* [PARTS OF THE EXERCISE]:
[1] Copy from the business blog excerpt the passage starting at "Monday, March 1, 2010" and ending at "running the company.".
[2] From the business blog excerpt, list each kind of confidential company information the writer overheard in the coffee shop, along with the type of company it belonged to.
[3] Carry the business blog excerpt forward, beginning after its final sentence.

* [EXCERPT PROVIDED]:
==================================================
I'm not sure a CEO with a termination list will give an acquisition by Berkshire the same level of desirability.

Thursday, March 4, 2010

An Easy Way to Reduce Corporate Espionage

The thought of corporate espionage used to conjure images of insiders being paid by competitors to provide confidential information or hackers making their way into corporate intranets to gain access to cost or design secrets.  Although these aspects of spying obviously exist, gaining access to privileged information is not that difficult.  It may actually be as easy as hanging around a coffee shop.

When I write a blog post, article, or book, I often do it in a coffee shop (American - not Dutch).  Over the last several weeks, while i was actually trying to concentrate on what I was writing, I realized how much confidential information is openly discussed over coffee.  Among the surprisingly loud discussions going on nearby, I overheard the sales strategies for a pharmaceutical company, costing information for an instrument manufacturer, and exploration plans for a major gas producer.  Fortunately for these companies, I believe spying is unethical, and I wasn't really paying attention anyway, but there is no guarantee that any of the other people sitting near me felt the same way.

It's a shame that we've gotten to the point where some companies would rather steal information than compete on the merits of their business strategies, but this is the reality of the world in which we live.  People really need to be more aware of what they are talking about over a cup of coffee - especially when the foccee shop is near the workplace.

So for your own protection, please use coffee shops for discussions about personal topics, complaints about your boss, or politics, but keep confidential information where it belongs: behind closed doors.

Monday, March 1, 2010

Whole Grains and Happy Employees

With all the recent news about layoffs, plant shutdowns, and product recalls, it's refreshing to hear a positive story from the world of business.  Bob Moore, the 81 year-old founder of Bob's Red Mill, an Oregon-based producer of whole grains and related products, announced last week that he is turning the company over to the employees. [Story]

Apparently, Moore felt that the only way to maintain the focus that has made the company successful over the years was to give it to the employees rather than sell it to outsiders.  He credits his success to a commitment to customers and employees and does not want that to change - even when he is no longer running the company.
==================================================
* [INPUT DATA]:
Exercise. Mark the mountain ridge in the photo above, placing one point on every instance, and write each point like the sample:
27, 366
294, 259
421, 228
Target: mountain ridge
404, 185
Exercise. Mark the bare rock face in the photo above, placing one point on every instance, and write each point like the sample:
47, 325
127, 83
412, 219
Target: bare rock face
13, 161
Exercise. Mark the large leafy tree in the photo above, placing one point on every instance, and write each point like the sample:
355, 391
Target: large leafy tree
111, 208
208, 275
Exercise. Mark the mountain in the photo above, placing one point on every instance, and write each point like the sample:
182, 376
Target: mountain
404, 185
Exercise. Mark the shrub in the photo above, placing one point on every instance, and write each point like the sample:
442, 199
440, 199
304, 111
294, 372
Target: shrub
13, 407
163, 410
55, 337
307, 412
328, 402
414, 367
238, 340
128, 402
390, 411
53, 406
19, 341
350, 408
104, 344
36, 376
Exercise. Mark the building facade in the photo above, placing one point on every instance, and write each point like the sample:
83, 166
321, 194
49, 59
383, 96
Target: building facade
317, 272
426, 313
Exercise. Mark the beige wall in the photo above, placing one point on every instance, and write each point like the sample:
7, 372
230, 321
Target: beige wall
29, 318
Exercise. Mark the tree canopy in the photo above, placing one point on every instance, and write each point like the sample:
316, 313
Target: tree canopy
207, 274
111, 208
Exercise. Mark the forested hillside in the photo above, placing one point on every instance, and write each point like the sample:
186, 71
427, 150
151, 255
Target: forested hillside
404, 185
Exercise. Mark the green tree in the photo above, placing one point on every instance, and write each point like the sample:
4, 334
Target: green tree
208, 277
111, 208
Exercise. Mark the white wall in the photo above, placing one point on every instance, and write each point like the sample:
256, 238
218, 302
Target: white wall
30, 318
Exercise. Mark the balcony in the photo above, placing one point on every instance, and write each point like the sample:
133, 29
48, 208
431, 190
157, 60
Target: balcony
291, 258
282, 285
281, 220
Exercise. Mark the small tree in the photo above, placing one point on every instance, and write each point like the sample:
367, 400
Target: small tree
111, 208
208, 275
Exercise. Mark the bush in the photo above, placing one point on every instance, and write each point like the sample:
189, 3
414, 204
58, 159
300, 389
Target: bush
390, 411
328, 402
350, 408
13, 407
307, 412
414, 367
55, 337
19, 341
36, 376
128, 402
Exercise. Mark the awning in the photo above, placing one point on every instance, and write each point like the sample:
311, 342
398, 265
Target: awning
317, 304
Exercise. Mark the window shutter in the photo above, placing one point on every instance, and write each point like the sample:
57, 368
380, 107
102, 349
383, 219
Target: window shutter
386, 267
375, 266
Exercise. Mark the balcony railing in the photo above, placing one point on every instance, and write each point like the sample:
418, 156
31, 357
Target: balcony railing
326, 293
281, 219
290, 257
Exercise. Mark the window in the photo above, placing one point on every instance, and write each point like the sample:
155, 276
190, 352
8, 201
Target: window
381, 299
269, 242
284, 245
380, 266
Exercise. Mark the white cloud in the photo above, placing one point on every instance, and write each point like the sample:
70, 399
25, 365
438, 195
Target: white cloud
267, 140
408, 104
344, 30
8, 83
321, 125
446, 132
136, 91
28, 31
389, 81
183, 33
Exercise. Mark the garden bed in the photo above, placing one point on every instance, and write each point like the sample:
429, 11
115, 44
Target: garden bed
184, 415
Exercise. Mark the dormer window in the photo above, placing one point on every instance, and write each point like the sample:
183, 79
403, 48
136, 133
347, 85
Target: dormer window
==================================================
* [EXPECTED RESPONSES]:
[1]
Monday, March 1, 2010

Whole Grains and Happy Employees

With all the recent news about layoffs, plant shutdowns, and product recalls, it's refreshing to hear a positive story from the world of business.  Bob Moore, the 81 year-old founder of Bob's Red Mill, an Oregon-based producer of whole grains and related products, announced last week that he is turning the company over to the employees. [Story]

Apparently, Moore felt that the only way to maintain the focus that has made the company successful over the years was to give it to the employees rather than sell it to outsiders.  He credits his success to a commitment to customers and employees and does not want that to change - even when he is no longer running the company.

[2]
- Sales strategies for a pharmaceutical company
- Costing information for an instrument manufacturer
- Exploration plans for a major gas producer

[3]
Employees Really Are an Asset

Many companies talk about the value of employees, but with this decision, Moore has shown that he truly believes it.  My initial thought when I read the story was how the employees must have responded when they heard that their contributions and efforts had been recognized.  After further thought, however, my guess is that they already knew that they were valued and this was just another example of the type of culture Moore has created for the company.

We all need to learn from Bob Moore.  People can do amazing things, but only if the company's leaders remove the barriers that interfere with motivation and action.  This is not a difficult concept, but it cannot happen if the leaders do not truly value the company's employees.  If respect for people is not part of the fundamental makeup of the leader, efforts to create a positive culture that motivates people will require continual effort and will never be fully achieved.  And you do not need to give the company to the employees to make it happen.  People know when they're appreciated - rewards are part of the equation, but money does not appeal to a person's intrinsic motivation.  Appreciation, being heard, having control over the work, and contributing to something worthwhile are the things that really contribute to motivation.

I've bought Bob's Red Mill grains for many years because I like their products.  From now on, though, I'll be thinking about how the product I'm buying was developed and produced directly by the company's owners.